----- Data for the task -----

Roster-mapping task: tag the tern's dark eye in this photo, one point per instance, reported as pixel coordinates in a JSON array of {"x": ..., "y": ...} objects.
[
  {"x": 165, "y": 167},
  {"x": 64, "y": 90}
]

-----

Give the entries again exactly as they stand.

Roster-mapping task: tag the tern's dark eye in this photo, one point per instance, reported as pixel coordinates in a JSON array of {"x": ..., "y": ...} objects.
[
  {"x": 165, "y": 167},
  {"x": 64, "y": 90}
]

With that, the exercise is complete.